# ACTION ITEM
Within the records below, repeat each line exactly but keep every picture out of the copy.

Start of EXTRACTED MATERIAL

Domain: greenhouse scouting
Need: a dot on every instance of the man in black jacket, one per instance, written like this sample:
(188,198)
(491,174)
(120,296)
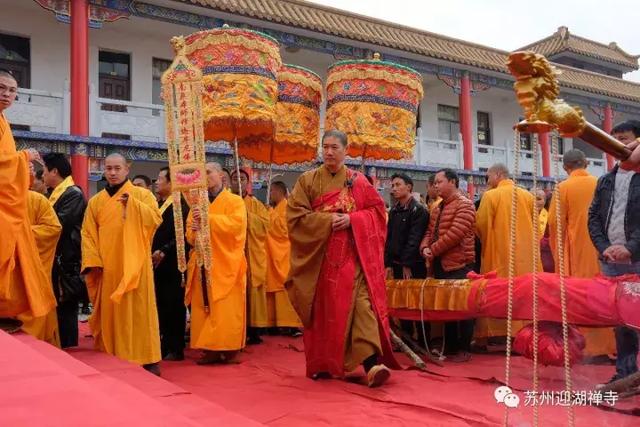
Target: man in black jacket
(408,221)
(167,278)
(614,226)
(69,204)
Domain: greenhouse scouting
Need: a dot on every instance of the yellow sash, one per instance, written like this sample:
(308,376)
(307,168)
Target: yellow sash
(133,237)
(60,189)
(166,205)
(7,143)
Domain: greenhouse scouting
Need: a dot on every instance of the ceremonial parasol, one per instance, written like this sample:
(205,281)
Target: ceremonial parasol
(239,69)
(375,103)
(298,116)
(182,94)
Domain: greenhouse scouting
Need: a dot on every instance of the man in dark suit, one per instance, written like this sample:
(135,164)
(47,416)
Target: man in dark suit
(69,204)
(167,278)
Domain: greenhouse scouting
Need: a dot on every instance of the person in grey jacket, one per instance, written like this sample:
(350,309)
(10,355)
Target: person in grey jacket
(614,227)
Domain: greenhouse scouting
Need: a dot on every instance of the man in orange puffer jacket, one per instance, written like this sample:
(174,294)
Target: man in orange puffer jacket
(449,248)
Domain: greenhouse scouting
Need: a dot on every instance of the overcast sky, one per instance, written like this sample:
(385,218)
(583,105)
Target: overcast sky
(509,25)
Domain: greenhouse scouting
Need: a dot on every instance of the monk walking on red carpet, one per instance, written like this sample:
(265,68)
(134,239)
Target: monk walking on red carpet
(337,228)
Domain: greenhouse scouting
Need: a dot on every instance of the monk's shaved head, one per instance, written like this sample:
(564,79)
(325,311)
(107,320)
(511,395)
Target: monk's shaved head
(501,169)
(7,74)
(8,89)
(574,159)
(116,169)
(496,173)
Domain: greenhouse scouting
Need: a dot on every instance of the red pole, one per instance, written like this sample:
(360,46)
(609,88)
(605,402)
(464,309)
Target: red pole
(607,126)
(80,89)
(544,148)
(466,126)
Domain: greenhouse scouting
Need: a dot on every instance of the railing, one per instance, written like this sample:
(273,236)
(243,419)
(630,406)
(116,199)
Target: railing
(128,120)
(41,111)
(595,166)
(487,155)
(438,152)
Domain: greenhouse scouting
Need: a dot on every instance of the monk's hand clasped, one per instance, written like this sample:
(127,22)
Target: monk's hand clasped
(124,199)
(340,222)
(157,257)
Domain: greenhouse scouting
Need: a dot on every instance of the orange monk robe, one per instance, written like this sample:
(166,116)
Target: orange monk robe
(281,312)
(493,221)
(580,256)
(46,230)
(117,248)
(24,283)
(257,226)
(223,327)
(543,220)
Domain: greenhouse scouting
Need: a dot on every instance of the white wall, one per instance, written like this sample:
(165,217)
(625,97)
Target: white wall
(49,41)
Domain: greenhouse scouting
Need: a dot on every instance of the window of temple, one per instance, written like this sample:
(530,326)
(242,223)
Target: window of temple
(15,56)
(159,67)
(114,78)
(448,123)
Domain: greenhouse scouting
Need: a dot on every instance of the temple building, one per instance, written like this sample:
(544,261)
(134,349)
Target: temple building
(89,76)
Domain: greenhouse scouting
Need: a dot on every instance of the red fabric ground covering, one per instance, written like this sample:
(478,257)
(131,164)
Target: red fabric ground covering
(269,386)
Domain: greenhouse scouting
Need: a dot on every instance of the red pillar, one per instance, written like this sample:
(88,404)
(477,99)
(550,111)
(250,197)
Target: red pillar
(607,126)
(466,126)
(80,89)
(544,148)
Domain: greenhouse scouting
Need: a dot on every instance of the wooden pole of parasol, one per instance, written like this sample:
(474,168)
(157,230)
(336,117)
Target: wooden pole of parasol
(270,175)
(364,158)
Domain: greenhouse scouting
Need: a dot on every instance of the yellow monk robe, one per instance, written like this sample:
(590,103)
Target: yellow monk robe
(120,283)
(493,228)
(46,230)
(432,204)
(543,219)
(24,284)
(281,312)
(223,328)
(580,256)
(257,225)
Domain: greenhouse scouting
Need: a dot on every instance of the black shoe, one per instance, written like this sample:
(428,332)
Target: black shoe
(154,368)
(174,357)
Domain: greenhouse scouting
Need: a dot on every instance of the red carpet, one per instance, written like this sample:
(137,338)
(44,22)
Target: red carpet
(44,386)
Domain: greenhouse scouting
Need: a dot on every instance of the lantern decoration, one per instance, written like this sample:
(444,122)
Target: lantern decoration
(182,94)
(240,69)
(298,116)
(375,103)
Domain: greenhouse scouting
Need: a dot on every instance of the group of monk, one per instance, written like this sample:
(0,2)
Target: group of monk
(314,259)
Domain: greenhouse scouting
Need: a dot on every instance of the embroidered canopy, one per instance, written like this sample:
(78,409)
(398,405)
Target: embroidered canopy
(375,102)
(240,69)
(298,116)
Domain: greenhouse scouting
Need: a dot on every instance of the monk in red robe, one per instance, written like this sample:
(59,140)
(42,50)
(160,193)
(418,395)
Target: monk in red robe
(337,228)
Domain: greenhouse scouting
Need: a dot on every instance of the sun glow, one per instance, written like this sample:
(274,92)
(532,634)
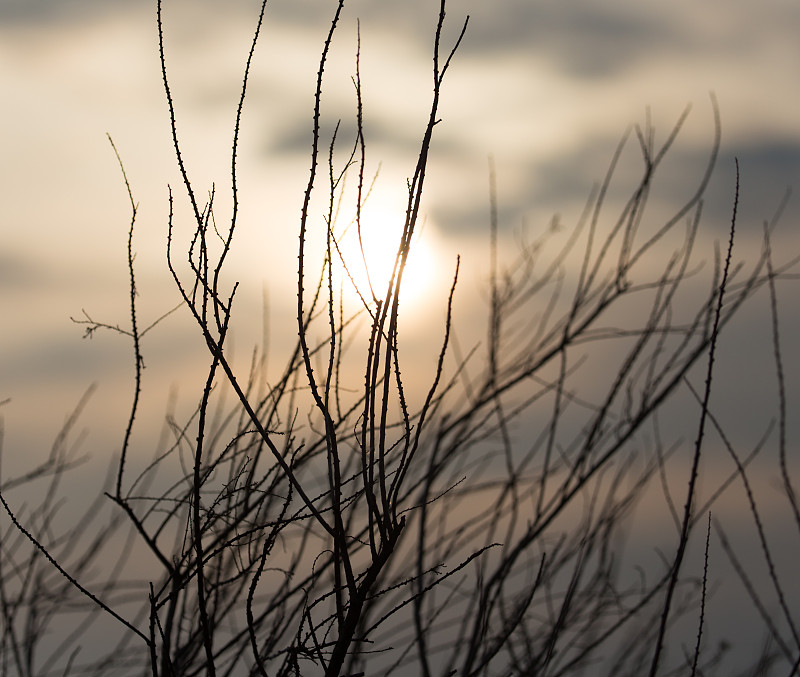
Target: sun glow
(367,266)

End of EXTRACTED MATERIAL

# PROBLEM SOLUTION
Domain: greenhouse scouting
Need: a dot on every instance of the man in black jacket, one per instance, written like this sample:
(188,198)
(491,174)
(120,296)
Target: man in black jacket
(408,221)
(167,278)
(614,226)
(69,204)
Domain: greenhouse scouting
Need: a dot on every instance of the yellow sash, one per instance, written like this sample:
(308,376)
(307,168)
Target: yellow sash
(133,237)
(60,189)
(166,205)
(7,143)
Domain: greenhouse scouting
Need: a dot on every instance of the ceremonial parasol, one per instance, written like this sample:
(205,281)
Target: ceremonial parasol
(239,69)
(375,103)
(298,116)
(182,94)
Domain: greenhouse scouting
Need: a dot on every instance of the man in dark suit, one per instance, written like this sample:
(135,164)
(47,416)
Target: man in dark suit
(69,204)
(167,278)
Domain: greenhouse scouting
Need: a dot on every instance of the person in grey jacket, one per instance, written like this sample:
(350,309)
(10,355)
Target: person in grey jacket
(614,227)
Domain: greenhouse scouting
Need: a dot on every instance of the man in orange puffer jacket, one per instance, written like this sample:
(174,294)
Target: man in orange puffer jacket
(449,248)
Domain: greenhouse scouting
Need: a dot on every instance of the overcast sky, one per instance, written like this sample:
(385,218)
(583,105)
Target: overcast sky
(509,25)
Domain: greenhouse scouting
Need: a dot on every instance of the monk walking on red carpet, one per instance, written like this sample:
(265,68)
(134,239)
Target: monk walking on red carpet
(337,228)
Domain: greenhouse scouting
Need: a dot on every instance of the monk's shaved head, one per instance, written like this sample:
(564,79)
(325,311)
(107,320)
(511,395)
Target: monk's shaved head
(501,169)
(7,74)
(8,89)
(574,159)
(116,169)
(496,173)
Domain: greenhouse scouting
Need: a dot on every instance of the red pole, one per instance, written like this sample:
(360,46)
(609,88)
(605,402)
(464,309)
Target: red pole
(607,126)
(80,89)
(544,148)
(466,126)
Domain: greenhouse scouting
Need: a dot on every instance of the railing, one per instance, written like this sample:
(273,236)
(243,419)
(630,406)
(116,199)
Target: railing
(128,120)
(41,111)
(595,166)
(487,155)
(438,152)
Domain: greenhouse scouting
Need: a dot on every instance of the monk's hand clasped, one per instance, written like this sample:
(127,22)
Target: monk's hand clasped
(124,199)
(340,222)
(157,257)
Domain: greenhouse scouting
Need: a dot on every instance of the orange monk robe, one per instance, written like this sample:
(166,116)
Target: orange monk robe
(281,312)
(493,221)
(580,256)
(46,230)
(117,248)
(24,283)
(257,226)
(223,327)
(543,220)
Domain: greenhouse scouting
Need: a dot on every instance of the white wall, one per instance, written like this sample:
(165,217)
(625,97)
Target: white wall
(49,41)
Domain: greenhouse scouting
Need: a dot on every instance of the window of temple, one per instance, written like this sample:
(530,326)
(242,223)
Target: window of temple
(15,56)
(159,67)
(114,78)
(448,123)
Domain: greenhouse scouting
Need: a dot on every instance of the temple building, one per instance, written like this sample:
(544,261)
(134,349)
Target: temple building
(89,76)
Domain: greenhouse scouting
Need: a dot on every instance of the red fabric ground covering, one per instance, written like this sample:
(478,257)
(131,164)
Target: red fabric ground covering
(269,386)
Domain: greenhouse scouting
Need: a dot on every instance of the red pillar, one per instance, written like this sample:
(88,404)
(477,99)
(550,111)
(250,197)
Target: red pillar
(607,126)
(466,126)
(80,89)
(544,148)
Domain: greenhouse scouting
Need: a dot on every instance of the wooden pole of parasol, one per instance, written like this sample:
(474,168)
(157,230)
(336,117)
Target: wooden pole of parasol
(270,175)
(364,158)
Domain: greenhouse scouting
Need: a dot on every instance of the yellow monk robe, one per instance, written like this sample:
(590,103)
Target: yellow monk robe
(120,283)
(493,228)
(46,230)
(432,204)
(543,219)
(24,284)
(281,312)
(223,328)
(580,256)
(257,225)
Domain: greenhouse scouting
Need: a dot on every instance of the black shoe, one per instance, written like this sample:
(428,332)
Target: black shoe
(154,368)
(174,357)
Domain: greenhouse scouting
Need: a dot on every instance of the red carpet, one per instance, written like this sample:
(137,338)
(44,22)
Target: red carpet
(44,386)
Domain: greenhouse scouting
Need: a dot on every instance of the lantern decoration, one per instance, written like this sample:
(444,122)
Target: lantern decoration
(182,94)
(240,69)
(298,116)
(375,103)
Domain: greenhouse scouting
Need: a dot on every instance of the group of monk, one per instance, written like this sample:
(0,2)
Target: group of monk
(314,259)
Domain: greenhouse scouting
Need: a dot on every instance of the embroidered canopy, one per instance, written like this sample:
(78,409)
(398,405)
Target: embroidered canopy
(375,102)
(240,69)
(298,116)
Domain: greenhouse scouting
Need: a dot on every instance of the monk in red robe, one per instance, written like this sample:
(59,140)
(42,50)
(160,193)
(418,395)
Target: monk in red robe
(337,228)
Domain: greenhouse scouting
Need: a dot on every instance of the sun glow, one per instance, written like this sample:
(274,92)
(532,634)
Target: sun glow
(367,266)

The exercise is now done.